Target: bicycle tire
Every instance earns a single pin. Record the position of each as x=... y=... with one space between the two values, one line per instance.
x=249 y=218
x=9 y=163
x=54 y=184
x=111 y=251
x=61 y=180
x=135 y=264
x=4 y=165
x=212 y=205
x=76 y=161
——
JOB —
Render the listing above as a two-column CSV with the headers request and answer, giving one row per request. Put the request text and its answer each in a single quoted field, and replace every line break with a space.

TASK OUTPUT —
request,answer
"Target: bicycle tire Every instance earns a single pin. Record the position of each as x=... y=... with one space between the two values, one line per instance.","x=249 y=218 x=9 y=163 x=54 y=184 x=111 y=251 x=61 y=180 x=135 y=264 x=4 y=165 x=212 y=205 x=76 y=161"